Omit all images, then return the remaining material exactly as it stands.
+++ Input +++
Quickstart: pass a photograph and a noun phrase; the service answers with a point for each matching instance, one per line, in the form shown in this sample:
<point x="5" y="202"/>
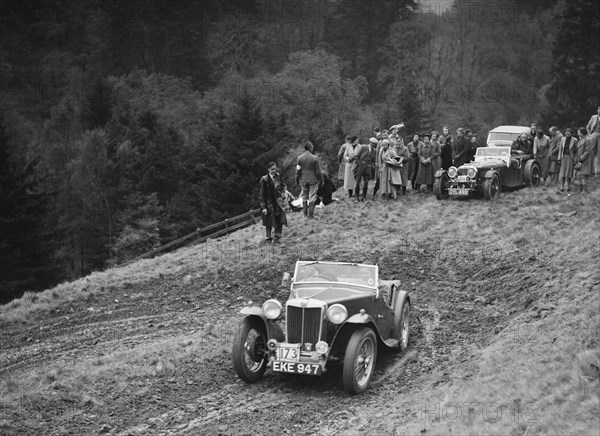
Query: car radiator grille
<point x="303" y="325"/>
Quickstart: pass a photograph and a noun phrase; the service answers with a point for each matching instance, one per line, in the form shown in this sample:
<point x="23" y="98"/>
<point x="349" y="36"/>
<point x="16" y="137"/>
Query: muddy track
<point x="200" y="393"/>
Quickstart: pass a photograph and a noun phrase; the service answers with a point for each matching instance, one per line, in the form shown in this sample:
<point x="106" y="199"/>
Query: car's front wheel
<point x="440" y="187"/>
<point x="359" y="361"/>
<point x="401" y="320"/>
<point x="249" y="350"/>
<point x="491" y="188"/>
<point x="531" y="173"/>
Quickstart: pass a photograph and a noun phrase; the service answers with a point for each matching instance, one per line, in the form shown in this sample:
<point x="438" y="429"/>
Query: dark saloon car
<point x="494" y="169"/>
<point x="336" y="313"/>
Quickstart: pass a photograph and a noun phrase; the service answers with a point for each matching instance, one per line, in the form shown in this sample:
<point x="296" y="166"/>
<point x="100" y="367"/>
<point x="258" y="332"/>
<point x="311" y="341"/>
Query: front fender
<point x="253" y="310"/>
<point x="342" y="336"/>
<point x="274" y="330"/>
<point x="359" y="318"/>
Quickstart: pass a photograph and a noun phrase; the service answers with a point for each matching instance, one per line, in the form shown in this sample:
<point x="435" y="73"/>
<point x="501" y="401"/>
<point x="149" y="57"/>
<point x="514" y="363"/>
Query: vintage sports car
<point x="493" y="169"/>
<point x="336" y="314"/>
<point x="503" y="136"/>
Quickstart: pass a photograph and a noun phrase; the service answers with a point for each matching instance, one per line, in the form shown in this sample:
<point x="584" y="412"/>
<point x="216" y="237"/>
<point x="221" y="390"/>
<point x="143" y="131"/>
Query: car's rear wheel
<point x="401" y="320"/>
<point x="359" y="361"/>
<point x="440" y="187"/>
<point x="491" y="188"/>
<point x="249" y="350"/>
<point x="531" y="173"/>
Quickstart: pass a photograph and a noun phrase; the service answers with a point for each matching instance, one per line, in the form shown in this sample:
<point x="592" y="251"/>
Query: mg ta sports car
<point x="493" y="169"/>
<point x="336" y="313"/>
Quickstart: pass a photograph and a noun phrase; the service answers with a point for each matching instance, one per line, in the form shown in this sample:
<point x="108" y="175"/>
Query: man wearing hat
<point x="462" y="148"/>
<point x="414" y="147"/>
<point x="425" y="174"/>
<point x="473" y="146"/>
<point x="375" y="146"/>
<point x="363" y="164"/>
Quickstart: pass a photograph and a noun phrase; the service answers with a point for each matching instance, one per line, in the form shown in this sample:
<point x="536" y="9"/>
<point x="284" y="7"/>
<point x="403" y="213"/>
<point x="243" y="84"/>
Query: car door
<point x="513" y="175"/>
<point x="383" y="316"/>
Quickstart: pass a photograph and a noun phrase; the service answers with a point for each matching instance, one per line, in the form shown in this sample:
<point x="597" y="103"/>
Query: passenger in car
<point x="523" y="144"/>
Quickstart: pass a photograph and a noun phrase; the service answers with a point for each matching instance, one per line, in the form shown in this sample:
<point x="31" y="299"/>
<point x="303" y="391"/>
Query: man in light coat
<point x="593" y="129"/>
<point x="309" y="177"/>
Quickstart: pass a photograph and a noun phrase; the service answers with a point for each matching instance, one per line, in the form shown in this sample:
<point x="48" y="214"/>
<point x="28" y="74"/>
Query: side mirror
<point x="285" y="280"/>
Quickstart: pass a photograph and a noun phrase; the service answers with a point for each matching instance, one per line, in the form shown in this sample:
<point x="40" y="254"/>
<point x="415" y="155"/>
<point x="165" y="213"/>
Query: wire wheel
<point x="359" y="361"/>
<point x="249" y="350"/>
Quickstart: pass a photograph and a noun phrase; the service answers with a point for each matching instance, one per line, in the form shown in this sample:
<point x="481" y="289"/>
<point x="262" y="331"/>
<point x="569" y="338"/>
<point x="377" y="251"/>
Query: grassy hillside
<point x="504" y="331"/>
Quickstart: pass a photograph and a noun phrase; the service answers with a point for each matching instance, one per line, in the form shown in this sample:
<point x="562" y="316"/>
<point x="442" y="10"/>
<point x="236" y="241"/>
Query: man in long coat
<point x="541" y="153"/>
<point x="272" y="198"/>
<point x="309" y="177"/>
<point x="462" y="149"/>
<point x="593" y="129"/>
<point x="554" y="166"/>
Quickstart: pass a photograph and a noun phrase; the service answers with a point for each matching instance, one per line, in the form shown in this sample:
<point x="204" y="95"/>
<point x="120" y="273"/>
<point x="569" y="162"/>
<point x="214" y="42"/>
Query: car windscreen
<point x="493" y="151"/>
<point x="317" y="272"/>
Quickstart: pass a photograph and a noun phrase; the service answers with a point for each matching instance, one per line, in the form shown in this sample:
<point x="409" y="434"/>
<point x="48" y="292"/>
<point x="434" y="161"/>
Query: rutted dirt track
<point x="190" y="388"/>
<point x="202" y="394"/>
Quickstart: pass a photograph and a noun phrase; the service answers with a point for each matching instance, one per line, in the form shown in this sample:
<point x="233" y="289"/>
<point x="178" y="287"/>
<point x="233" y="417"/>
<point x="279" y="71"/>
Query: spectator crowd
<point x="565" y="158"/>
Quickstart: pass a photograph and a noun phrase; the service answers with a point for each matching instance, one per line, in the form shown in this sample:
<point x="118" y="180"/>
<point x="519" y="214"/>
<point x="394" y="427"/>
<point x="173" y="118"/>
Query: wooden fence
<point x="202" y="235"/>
+++
Worked answer:
Quickstart: pass a photograph and a noun phrase; the service answers with a point for each matching instance, one per line, in the form shown in this sample:
<point x="5" y="202"/>
Query: car radiator grille
<point x="303" y="325"/>
Quickstart: pass a photograph and a noun phrase; the service answers with a point for each matching instance, one per line, in the form shown in this sample:
<point x="23" y="98"/>
<point x="349" y="36"/>
<point x="16" y="137"/>
Query: muddy track
<point x="200" y="393"/>
Quickstart: pass a photograph and a noun phrase; the service answers with a point for each matching instance, one per line, in the form shown in this sample:
<point x="106" y="199"/>
Query: car's front wheel
<point x="440" y="187"/>
<point x="359" y="361"/>
<point x="401" y="320"/>
<point x="249" y="350"/>
<point x="491" y="188"/>
<point x="531" y="173"/>
Quickstart: pass a photograph and a noun phrase; the service answers with a point for each matching instance, one per line, in the form shown in this sample:
<point x="438" y="429"/>
Query: dark saloon car
<point x="494" y="169"/>
<point x="336" y="313"/>
Quickstart: pass a photograph and a noun phrase; the service answers with a point for each matching instance, one per line, in the form shown in this sample:
<point x="296" y="166"/>
<point x="100" y="367"/>
<point x="258" y="332"/>
<point x="311" y="341"/>
Query: front fender
<point x="253" y="310"/>
<point x="342" y="336"/>
<point x="274" y="330"/>
<point x="359" y="318"/>
Quickstart: pass a photograph and a noun phrase; the service answers with a point for each matching instance, one per line, in the form shown in this sample:
<point x="435" y="73"/>
<point x="501" y="401"/>
<point x="149" y="57"/>
<point x="514" y="363"/>
Query: vintage sports car
<point x="493" y="169"/>
<point x="336" y="314"/>
<point x="503" y="136"/>
Quickstart: pass a photograph and a noun phrase; the service answers with a point for each matching instance, one per line, in the form shown in this sample:
<point x="584" y="412"/>
<point x="216" y="237"/>
<point x="221" y="390"/>
<point x="143" y="131"/>
Query: car's rear wheel
<point x="401" y="320"/>
<point x="359" y="361"/>
<point x="440" y="187"/>
<point x="491" y="188"/>
<point x="249" y="350"/>
<point x="531" y="173"/>
Quickstart: pass a photograph and a noun phrase; the service answers with a point for each matching instance, one per line, in the form shown in this sample:
<point x="592" y="251"/>
Query: mg ta sports car
<point x="493" y="169"/>
<point x="336" y="313"/>
Quickstart: pass a photograph and a noun phrase; the service answers with a point for each matching instance, one per line, in the form shown in this sample:
<point x="108" y="175"/>
Query: man wearing hat
<point x="462" y="148"/>
<point x="414" y="147"/>
<point x="425" y="174"/>
<point x="473" y="146"/>
<point x="375" y="146"/>
<point x="363" y="164"/>
Quickstart: pass a photograph and a noun phrase; the service answers with a point for each matching instance, one per line, in the form shown in this sample:
<point x="536" y="9"/>
<point x="284" y="7"/>
<point x="403" y="213"/>
<point x="243" y="84"/>
Query: car door
<point x="513" y="175"/>
<point x="383" y="316"/>
Quickstart: pass a photograph and a noun phrase; the service answers with a point for each matching instance, one per line, in the form shown in this sample:
<point x="597" y="103"/>
Query: passenger in car
<point x="523" y="144"/>
Quickstart: pass a photograph and a noun phrase; the service answers with a point for each matching instance, one per line, in the form shown in this sample:
<point x="31" y="299"/>
<point x="303" y="391"/>
Query: man in light coat
<point x="593" y="129"/>
<point x="309" y="177"/>
Quickstart: pass a photograph and a noun phrase; the service answers with a point for each matching instance, one per line, in the form shown in this sample:
<point x="48" y="214"/>
<point x="28" y="74"/>
Query: side mirror
<point x="285" y="280"/>
Quickstart: pass a photograph and a noun phrase; the service answers with a point for each matching instance, one per line, in the form shown in this sample:
<point x="40" y="254"/>
<point x="415" y="155"/>
<point x="165" y="213"/>
Query: wire wheel
<point x="359" y="361"/>
<point x="249" y="350"/>
Quickstart: pass a photograph and a noun phrase; the service answers with a point for each matching instance, one per line, in the form shown in this sample:
<point x="481" y="289"/>
<point x="262" y="331"/>
<point x="569" y="338"/>
<point x="377" y="251"/>
Query: grassy hillside
<point x="504" y="331"/>
Quickstart: pass a photograph and a noun phrase; the service answers with a point for each matching instance, one per line, in the form shown in this sample:
<point x="562" y="316"/>
<point x="442" y="10"/>
<point x="236" y="241"/>
Query: man in long coat
<point x="541" y="153"/>
<point x="272" y="198"/>
<point x="309" y="177"/>
<point x="462" y="149"/>
<point x="593" y="129"/>
<point x="554" y="166"/>
Quickstart: pass a photograph and a noun phrase; the service answers with a point for each matching instance, one per line, in the form shown in this sample:
<point x="204" y="95"/>
<point x="120" y="273"/>
<point x="569" y="162"/>
<point x="214" y="42"/>
Query: car windscreen
<point x="493" y="151"/>
<point x="317" y="272"/>
Quickstart: pass a photograph and a noun phrase; the service answers with a point for each matching instance, one per line, in the form shown in this sample:
<point x="409" y="434"/>
<point x="48" y="292"/>
<point x="434" y="161"/>
Query: rutted dirt track
<point x="190" y="388"/>
<point x="202" y="394"/>
Quickstart: pass a photograph and a noun phrase; the service answers with a point for each matching instance, one per line, in the form shown in this sample:
<point x="233" y="289"/>
<point x="178" y="287"/>
<point x="233" y="417"/>
<point x="279" y="71"/>
Query: spectator crowd
<point x="565" y="158"/>
Quickstart: pass a photograph and a noun phrase; the service answers with a point for each matching instance, one per line, in the form shown in this sample:
<point x="118" y="180"/>
<point x="519" y="214"/>
<point x="394" y="427"/>
<point x="173" y="118"/>
Query: wooden fence
<point x="202" y="235"/>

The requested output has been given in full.